WHAT TO WORK ON - Copy out word for word everything from the line containing "Task: pick out one point on every instance of the front" down to the last of the lines below. Leave the pictures out of your answer.

************

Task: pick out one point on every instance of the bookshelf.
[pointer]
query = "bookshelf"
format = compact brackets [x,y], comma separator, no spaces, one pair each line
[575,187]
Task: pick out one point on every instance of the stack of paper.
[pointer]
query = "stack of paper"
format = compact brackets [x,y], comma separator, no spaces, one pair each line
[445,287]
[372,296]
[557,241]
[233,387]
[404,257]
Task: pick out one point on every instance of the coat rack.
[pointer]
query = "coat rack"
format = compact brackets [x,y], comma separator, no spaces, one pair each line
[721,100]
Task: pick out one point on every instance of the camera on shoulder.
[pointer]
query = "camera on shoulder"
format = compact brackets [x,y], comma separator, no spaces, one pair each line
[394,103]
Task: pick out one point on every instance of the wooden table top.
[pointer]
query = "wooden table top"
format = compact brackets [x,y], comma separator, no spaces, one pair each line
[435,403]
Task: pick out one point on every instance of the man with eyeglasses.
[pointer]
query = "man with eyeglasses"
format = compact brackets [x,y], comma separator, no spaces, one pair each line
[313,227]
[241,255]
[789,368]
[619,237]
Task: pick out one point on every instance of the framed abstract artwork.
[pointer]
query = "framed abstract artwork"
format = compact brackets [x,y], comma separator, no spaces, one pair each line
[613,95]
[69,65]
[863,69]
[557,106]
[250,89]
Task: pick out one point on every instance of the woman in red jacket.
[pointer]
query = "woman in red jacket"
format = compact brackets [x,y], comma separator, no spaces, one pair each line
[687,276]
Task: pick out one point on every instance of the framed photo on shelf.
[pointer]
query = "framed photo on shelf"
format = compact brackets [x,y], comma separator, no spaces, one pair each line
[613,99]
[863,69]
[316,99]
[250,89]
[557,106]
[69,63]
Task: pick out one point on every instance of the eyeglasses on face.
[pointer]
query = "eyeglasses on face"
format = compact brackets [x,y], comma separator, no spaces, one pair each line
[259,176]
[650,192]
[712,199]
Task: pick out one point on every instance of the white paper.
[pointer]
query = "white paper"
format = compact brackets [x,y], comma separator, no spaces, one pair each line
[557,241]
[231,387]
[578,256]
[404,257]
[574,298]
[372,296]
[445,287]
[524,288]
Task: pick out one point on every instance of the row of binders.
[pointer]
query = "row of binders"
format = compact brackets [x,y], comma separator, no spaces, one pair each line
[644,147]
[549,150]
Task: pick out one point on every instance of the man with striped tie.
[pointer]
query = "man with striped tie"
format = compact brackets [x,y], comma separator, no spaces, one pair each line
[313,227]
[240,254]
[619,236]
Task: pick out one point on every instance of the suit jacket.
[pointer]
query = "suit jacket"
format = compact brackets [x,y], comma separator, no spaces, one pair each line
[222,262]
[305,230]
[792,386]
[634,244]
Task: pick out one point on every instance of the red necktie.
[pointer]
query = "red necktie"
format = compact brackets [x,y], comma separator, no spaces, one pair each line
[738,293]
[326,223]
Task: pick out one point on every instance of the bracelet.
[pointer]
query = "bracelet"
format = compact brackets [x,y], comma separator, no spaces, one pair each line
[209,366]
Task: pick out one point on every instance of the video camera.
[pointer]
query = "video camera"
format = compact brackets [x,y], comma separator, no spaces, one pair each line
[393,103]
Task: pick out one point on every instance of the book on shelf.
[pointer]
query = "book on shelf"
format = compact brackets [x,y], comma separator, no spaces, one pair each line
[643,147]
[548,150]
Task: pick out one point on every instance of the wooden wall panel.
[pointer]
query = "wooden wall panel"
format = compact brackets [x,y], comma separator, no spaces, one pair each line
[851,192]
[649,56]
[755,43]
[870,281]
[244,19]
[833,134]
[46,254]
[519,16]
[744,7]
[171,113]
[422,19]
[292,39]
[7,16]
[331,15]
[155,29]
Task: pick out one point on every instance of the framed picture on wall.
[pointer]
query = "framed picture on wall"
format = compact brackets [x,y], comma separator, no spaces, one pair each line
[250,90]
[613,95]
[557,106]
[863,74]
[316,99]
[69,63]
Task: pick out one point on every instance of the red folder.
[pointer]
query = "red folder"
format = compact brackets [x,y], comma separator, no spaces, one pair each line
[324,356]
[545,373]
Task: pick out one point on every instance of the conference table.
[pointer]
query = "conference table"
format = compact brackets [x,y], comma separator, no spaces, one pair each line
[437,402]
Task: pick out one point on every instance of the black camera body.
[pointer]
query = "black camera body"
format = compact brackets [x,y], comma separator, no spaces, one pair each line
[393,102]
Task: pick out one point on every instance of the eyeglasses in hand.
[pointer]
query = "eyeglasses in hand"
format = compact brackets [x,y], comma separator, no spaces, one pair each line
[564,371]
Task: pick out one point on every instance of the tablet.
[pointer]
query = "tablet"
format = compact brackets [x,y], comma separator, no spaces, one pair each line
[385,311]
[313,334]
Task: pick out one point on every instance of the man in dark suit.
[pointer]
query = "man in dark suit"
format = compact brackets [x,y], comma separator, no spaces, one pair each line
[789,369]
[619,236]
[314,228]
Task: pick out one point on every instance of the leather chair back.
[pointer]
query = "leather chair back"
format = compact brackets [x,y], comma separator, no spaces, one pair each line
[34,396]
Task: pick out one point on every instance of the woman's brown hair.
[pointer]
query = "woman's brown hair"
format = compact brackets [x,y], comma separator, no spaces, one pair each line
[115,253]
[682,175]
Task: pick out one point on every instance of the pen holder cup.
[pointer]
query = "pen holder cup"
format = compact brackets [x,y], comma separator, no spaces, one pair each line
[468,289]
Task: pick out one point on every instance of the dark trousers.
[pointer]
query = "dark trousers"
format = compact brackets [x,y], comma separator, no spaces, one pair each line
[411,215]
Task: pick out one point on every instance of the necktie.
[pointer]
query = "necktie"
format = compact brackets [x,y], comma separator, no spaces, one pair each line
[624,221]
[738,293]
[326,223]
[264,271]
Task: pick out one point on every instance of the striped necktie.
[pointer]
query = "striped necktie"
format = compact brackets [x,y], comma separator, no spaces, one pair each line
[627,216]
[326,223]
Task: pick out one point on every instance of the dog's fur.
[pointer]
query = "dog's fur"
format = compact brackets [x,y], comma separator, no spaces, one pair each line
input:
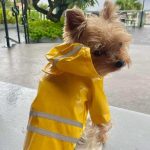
[108,41]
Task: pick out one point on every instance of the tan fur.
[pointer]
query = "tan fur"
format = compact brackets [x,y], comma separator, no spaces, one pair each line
[107,35]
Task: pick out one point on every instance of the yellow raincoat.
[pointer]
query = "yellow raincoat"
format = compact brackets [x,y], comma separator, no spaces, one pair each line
[71,88]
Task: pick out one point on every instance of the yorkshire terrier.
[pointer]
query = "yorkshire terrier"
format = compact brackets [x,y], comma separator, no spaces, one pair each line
[108,41]
[58,113]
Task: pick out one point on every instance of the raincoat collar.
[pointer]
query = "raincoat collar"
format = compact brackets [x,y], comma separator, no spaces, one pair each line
[74,58]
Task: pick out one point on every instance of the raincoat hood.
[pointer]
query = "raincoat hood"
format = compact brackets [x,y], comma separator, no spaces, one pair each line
[73,58]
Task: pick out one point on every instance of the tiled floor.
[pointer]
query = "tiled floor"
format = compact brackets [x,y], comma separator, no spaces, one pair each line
[128,88]
[131,130]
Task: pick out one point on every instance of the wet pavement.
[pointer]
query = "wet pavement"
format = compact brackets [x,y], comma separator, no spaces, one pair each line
[20,70]
[127,89]
[15,100]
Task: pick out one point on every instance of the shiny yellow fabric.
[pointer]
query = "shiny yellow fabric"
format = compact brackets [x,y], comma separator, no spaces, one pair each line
[70,88]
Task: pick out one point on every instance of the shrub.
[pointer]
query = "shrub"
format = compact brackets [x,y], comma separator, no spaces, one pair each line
[45,28]
[10,18]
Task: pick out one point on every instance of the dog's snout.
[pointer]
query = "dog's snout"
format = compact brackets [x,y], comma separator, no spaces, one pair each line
[120,64]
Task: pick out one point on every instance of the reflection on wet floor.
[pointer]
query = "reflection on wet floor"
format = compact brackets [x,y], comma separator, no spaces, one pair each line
[15,104]
[14,109]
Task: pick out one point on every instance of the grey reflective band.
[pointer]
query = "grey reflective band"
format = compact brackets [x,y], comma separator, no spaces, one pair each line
[70,53]
[56,118]
[52,134]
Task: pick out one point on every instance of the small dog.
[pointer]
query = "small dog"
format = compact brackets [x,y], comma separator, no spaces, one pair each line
[109,42]
[95,46]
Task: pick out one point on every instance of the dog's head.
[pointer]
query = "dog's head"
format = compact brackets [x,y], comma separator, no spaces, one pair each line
[104,34]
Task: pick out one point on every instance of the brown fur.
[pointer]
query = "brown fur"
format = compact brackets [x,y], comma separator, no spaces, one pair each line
[104,33]
[107,35]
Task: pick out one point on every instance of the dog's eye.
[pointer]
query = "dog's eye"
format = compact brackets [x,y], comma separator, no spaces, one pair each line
[99,53]
[120,44]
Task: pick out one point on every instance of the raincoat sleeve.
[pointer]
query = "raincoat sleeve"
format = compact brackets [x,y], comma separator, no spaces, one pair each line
[99,108]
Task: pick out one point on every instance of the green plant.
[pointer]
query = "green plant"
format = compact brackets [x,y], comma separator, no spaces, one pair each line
[10,18]
[57,7]
[129,4]
[45,28]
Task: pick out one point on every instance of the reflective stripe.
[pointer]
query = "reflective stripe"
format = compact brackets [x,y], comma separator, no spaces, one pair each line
[70,53]
[52,134]
[56,118]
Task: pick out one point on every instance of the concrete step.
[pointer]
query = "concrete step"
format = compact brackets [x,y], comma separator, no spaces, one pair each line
[131,130]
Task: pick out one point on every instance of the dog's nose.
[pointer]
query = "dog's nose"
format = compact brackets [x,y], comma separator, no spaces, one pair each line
[120,64]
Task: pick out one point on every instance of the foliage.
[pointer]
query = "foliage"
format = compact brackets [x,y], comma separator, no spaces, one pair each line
[45,28]
[129,4]
[10,18]
[57,7]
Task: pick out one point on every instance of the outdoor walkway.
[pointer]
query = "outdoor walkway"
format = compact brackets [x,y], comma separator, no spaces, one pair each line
[131,130]
[20,70]
[127,89]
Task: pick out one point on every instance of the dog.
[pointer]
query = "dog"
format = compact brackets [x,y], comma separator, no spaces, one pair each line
[109,43]
[73,84]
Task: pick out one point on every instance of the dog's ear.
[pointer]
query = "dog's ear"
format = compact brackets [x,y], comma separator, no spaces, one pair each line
[109,11]
[74,18]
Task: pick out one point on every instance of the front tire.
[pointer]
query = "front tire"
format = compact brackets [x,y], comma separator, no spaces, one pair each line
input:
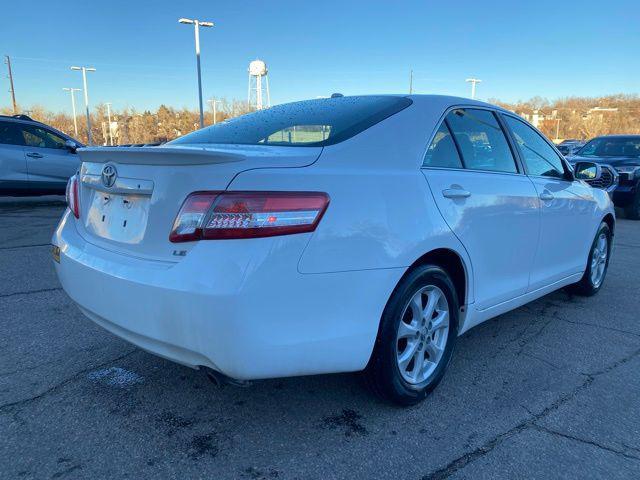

************

EXERCISE OUTPUT -
Task: pick out one point on every instance of the front tire.
[pointer]
query = "front tire"
format = compact brackets [x,y], comma separator, no spaces, one pair each line
input:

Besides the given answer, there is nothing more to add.